___ Study text ___

An off-duty police officer eventually ended the attack by shooting the dog once in its leg, but it was too late.
Lisa Green, 32, of the 900 block of Spring White Drive in Breinigsville, bled badly on the scene, neighbors said. She was taken by Cetronia Ambulance to Lehigh Valley Hospital-Cedar Crest, where she was pronounced dead.
She went to a window and saw the dog, a 3-1/2-year-old pit bull-boxer mix, biting at Green's legs, neck and head.
Ottinger said she tried to stop the dog's attack, first by hitting it with a hambone and leaving the ham, and then by hitting the dog with a stick. But the mauling continued.
"I had a ham in my refrigerator, I thought, bribe him with the ham so that I can get her," Ottinger explained.
"So I'm dialing 9-1-1, I went up to the deck and I hit him with the ham, thinking [he'd quit attacking her] and he'd go after [the ham]," Ottinger said.
"I thought if Lisa could get free and roll over, the dog would be off her jugular. But he ignored the ham -- he was so engrossed in attacking her. He was just picking her up and throwing her down."
Ottinger yelled to Green to roll over, to protect her head and neck from the dog.
By that point, however, Green was unresponsive. "Her head just leaned to the side. She didn't respond," Ottinger said.
Ottinger then grabbed a four-foot-long piece of wood from another neighbor and rammed it through the deck slats at the dog, who fought back.
The Morning Call provided more details from the off-duty police officer that shot the dog, Slatington police chief David Rachman.
Neighbors stopped him while he was in his truck, he said, yelling that a dog had killed a woman. He went behind the home and saw Green lying motionless on the second-floor deck with her head, neck and face covered in blood. He then retrieved his .380-caliber handgun from his truck.
The chief said the dog kept attacking her neck, so he shot it.
"He grabbed her by the neck again and shook her like a rag doll. She was flopping around." - Slatington police chief David Rachman.
Just before firing on the dog, he said the dog actually "started to lick the blood off her face" and head. "Then he nuzzled his nose, flipped her head up, grabbed her by the throat and then thrashed around," Rachman said.
That's when Rachman, standing below the victim, shot the dog in the leg.
Chellapilla said that, after being shot, the dog became calm, hovered over Green a moment and then limped to the far side of the deck, where it simply sat down looking at them.

___

_Explore the material_:
1. Summarize the account of the fatal dog attack in two sentences.
2. Pick up the account of the fatal dog attack after its last sentence and continue it.

___ Extracted entries ___

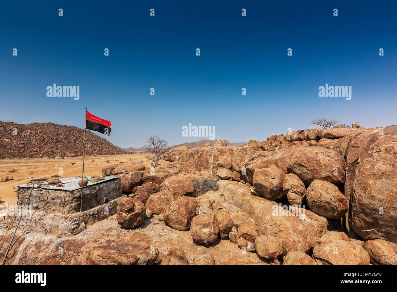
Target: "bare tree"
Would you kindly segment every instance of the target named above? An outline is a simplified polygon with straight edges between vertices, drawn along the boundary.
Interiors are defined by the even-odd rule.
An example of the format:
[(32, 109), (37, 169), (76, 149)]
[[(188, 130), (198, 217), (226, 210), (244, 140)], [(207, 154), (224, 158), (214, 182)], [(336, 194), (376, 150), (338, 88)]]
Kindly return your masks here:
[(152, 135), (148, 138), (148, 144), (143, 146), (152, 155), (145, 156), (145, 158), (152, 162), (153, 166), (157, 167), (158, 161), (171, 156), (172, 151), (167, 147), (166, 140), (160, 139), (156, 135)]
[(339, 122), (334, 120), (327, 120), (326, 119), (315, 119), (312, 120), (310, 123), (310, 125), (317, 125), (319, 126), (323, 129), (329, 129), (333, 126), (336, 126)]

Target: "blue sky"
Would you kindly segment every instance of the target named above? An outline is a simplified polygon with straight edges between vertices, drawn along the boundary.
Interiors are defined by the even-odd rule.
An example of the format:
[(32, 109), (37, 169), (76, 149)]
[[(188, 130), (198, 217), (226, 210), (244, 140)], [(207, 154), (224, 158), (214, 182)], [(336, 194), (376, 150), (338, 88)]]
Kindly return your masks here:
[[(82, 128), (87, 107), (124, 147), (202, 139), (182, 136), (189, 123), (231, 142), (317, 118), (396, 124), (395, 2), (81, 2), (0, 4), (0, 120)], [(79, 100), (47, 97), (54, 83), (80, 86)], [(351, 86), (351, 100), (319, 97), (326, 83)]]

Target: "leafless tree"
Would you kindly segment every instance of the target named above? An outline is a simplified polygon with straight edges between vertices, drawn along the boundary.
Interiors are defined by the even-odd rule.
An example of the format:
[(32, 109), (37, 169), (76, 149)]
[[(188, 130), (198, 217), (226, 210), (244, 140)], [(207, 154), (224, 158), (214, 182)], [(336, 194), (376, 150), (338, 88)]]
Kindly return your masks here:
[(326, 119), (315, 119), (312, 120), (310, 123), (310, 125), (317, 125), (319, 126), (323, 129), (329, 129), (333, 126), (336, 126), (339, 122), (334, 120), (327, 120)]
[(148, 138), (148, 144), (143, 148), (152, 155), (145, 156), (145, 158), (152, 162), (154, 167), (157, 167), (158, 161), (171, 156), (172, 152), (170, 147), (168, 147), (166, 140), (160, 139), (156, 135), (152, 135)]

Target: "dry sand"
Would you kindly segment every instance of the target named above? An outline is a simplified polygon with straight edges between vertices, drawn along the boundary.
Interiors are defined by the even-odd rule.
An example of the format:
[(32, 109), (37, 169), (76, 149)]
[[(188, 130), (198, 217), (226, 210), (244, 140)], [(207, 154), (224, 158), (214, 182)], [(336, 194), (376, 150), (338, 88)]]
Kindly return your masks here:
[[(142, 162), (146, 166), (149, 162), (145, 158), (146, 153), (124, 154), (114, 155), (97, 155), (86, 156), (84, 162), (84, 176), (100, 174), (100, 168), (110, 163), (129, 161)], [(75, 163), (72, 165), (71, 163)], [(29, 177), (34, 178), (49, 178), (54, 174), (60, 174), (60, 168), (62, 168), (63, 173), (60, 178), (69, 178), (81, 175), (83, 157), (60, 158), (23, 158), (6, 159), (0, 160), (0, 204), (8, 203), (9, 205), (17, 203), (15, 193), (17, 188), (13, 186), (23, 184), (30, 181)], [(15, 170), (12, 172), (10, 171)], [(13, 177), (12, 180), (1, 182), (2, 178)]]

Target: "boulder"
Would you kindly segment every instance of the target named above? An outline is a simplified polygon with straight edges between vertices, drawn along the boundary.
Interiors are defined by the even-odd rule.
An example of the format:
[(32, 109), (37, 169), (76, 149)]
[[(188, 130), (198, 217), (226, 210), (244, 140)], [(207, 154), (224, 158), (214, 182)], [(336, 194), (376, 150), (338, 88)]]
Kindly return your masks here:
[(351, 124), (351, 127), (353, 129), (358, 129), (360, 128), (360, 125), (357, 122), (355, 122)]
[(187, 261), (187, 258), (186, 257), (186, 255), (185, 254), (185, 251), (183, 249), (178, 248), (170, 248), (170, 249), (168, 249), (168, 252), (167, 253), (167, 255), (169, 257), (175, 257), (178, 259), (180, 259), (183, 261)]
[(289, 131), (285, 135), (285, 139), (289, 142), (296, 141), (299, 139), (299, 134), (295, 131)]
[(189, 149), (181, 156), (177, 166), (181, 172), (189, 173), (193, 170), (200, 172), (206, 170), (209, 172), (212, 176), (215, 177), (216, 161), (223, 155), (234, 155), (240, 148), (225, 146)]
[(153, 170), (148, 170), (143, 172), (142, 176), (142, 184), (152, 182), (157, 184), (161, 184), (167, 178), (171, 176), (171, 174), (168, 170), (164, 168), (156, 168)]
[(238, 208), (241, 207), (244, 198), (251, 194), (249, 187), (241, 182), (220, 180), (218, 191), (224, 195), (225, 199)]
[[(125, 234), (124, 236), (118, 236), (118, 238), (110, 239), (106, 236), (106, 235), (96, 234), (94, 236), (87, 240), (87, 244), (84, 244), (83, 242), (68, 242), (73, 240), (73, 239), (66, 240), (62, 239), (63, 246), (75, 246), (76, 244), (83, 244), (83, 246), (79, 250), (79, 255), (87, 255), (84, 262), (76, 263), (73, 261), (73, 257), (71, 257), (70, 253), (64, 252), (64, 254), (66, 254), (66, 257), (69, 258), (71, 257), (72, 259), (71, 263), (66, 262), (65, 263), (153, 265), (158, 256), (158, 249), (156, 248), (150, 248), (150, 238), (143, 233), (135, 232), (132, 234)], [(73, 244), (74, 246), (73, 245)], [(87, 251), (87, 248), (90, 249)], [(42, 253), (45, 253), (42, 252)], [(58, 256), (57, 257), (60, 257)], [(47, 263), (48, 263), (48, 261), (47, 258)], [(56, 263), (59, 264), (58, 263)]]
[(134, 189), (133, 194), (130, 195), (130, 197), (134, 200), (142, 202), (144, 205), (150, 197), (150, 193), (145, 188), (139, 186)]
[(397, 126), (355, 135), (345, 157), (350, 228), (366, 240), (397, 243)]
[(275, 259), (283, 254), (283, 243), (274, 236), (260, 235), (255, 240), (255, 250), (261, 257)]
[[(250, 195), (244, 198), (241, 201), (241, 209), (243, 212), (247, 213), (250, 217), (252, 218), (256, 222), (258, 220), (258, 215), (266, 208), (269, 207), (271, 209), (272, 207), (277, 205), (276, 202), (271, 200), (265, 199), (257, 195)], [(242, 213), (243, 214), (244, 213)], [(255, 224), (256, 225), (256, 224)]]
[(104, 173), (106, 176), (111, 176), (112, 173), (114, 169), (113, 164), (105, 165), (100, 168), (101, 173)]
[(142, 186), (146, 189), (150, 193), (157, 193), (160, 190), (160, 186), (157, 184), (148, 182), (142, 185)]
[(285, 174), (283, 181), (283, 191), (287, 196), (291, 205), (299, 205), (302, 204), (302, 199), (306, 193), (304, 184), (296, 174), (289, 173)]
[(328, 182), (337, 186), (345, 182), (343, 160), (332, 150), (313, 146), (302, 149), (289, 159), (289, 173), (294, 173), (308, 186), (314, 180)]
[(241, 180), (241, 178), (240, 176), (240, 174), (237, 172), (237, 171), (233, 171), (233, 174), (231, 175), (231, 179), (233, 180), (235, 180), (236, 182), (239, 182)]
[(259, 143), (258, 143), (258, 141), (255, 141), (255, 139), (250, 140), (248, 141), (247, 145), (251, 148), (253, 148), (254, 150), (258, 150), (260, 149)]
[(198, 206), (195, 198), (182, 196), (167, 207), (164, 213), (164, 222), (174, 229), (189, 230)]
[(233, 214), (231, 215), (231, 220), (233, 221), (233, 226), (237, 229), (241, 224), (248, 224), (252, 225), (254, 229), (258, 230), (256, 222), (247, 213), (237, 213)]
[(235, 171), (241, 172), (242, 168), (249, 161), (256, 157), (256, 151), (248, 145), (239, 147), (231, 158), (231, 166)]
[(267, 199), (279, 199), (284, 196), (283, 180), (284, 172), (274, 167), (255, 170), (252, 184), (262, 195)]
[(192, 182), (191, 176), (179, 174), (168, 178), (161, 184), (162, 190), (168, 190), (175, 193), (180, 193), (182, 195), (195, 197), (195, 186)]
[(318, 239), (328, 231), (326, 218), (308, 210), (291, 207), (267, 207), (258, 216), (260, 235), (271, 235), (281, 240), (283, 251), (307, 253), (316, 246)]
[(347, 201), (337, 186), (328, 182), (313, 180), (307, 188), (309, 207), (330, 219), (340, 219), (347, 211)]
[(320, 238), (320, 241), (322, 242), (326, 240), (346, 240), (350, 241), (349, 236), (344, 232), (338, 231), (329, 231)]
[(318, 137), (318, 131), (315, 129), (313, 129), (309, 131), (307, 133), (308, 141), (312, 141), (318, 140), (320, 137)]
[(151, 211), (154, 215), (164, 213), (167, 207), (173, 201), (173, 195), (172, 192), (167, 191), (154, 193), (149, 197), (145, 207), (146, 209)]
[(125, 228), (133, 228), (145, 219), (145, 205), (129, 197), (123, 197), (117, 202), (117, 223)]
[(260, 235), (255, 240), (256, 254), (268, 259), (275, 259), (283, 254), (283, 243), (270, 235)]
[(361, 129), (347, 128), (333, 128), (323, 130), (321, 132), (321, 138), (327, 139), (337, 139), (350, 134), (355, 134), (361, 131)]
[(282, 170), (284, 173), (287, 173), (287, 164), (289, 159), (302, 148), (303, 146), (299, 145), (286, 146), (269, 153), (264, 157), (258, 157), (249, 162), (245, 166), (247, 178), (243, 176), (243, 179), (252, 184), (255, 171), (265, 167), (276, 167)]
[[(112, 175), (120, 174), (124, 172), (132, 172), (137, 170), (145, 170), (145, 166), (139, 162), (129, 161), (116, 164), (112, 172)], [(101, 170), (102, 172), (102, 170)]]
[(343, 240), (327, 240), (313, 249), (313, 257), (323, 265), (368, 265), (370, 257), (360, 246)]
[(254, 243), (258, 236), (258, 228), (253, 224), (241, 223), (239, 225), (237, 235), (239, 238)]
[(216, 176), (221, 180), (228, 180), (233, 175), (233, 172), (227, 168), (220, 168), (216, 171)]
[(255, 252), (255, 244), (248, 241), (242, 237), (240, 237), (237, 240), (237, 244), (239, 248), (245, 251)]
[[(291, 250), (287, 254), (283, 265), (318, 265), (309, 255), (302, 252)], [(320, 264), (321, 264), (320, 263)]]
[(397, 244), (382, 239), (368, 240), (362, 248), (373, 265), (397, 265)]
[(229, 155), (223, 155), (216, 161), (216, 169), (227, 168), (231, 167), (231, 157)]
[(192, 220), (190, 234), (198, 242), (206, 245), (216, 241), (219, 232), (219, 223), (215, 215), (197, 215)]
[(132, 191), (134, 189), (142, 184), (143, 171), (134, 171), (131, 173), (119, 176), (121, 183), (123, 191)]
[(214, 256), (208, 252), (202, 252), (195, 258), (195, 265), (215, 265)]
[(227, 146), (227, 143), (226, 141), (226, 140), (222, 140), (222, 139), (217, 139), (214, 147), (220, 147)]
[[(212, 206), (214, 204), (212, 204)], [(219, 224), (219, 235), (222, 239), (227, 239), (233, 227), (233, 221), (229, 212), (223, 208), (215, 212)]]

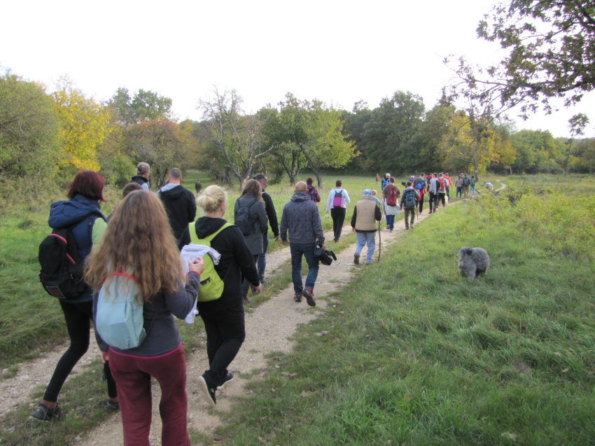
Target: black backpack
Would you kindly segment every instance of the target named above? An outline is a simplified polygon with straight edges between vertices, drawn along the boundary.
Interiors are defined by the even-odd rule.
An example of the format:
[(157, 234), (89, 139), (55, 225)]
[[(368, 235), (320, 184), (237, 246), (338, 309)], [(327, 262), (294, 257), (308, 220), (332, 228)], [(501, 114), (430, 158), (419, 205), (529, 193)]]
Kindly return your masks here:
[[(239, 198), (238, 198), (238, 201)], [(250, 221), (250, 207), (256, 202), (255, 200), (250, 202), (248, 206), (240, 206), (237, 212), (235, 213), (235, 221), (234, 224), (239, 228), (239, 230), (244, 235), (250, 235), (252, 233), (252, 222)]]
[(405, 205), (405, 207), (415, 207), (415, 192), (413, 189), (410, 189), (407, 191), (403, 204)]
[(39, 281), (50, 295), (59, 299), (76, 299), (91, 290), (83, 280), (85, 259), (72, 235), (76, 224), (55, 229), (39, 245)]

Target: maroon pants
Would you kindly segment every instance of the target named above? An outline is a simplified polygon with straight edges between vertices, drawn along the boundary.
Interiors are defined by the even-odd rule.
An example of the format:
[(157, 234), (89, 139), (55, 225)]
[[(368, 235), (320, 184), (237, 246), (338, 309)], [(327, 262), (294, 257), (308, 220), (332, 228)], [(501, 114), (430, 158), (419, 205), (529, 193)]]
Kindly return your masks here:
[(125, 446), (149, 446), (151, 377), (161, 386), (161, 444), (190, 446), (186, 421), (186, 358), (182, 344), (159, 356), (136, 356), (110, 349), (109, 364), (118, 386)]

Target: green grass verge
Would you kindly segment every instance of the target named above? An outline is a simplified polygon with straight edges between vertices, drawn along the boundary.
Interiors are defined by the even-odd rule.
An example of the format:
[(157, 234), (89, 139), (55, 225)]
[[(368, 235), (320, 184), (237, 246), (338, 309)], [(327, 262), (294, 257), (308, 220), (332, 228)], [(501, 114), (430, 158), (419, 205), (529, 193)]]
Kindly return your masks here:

___

_Results of the tasks_:
1. Ottinger tried to stop a pit bull-boxer mix from mauling Lisa Green, 32, by hitting it with a ham, then a stick, and then a four-foot-long piece of wood, but the attack continued. Slatington police chief David Rachman, who was off duty, shot the dog once in the leg, and Green was taken to Lehigh Valley Hospital-Cedar Crest, where she was pronounced dead.

2.
Pennsylvania Dog Warden Orlando Aguire tranquilized the dog and took it into custody. The dog was taken to the Lehigh County Humane Society where, Aguire said, it will be put to death.
The dog also will be tested in an attempt to help determine what touched off the violence, he said.
Green had the dog, named Leon, for about 2-1/2 years, Ottinger said.
"She was really close with her dog," she said. "It was a pit bull. They're pretty strong dogs."
PREVIOUS ATTACK ON NEIGHBOR'S DOG
Rachman, however, said he rarely saw the dog, which is unusual he noted. Two years earlier, Green's dog attacked another neighbor's Siberian Husky, Rachman said.
WFMZ learned that a man's grandson was bitten in the face by the same dog several years ago.
As to why the dog turned on its owner, Rachman has no idea. "The way he attacked her, that's the way animals kill," he said. "His intention was to kill her."
Ottinger said that even after witnessing the attack and seeing Green motionless on the blood-stained back deck, she had hope she would survive.
"I just thought she was going to make it," she said. "She was too young to die."
Ottinger shook her head.
"I love dogs," she said, "but wow, I just don't know why anyone would get a pit bull."
She remembered her neighbor, whom she described as "a lovely woman, athletic, always looked impeccably neat," a good neighbor who kindly shoveled the Ottinger driveway after the last winter snow.
Unverified photos of a Lisa Green who lives in Breiningsville, Pennsylvania -- where the fatal dog attack occurred |
Green grew up in the Palmerton area and was a graduate of Lehigh University, Ottinger said. She was a manager for a Bed, Bath & Beyond store, she said.
Upper Macungie police Chief Edgardo Colon said the attack was still happening when township arrived, but ended soon after. Officers secured the secured the dog, he said.
The case remains under investigation by Upper Macungie police, the Lehigh County coroner's office and the dog warden.
According to the Center for Disease Control and Prevention, 20 to 30 people are killed each year in dog attacks.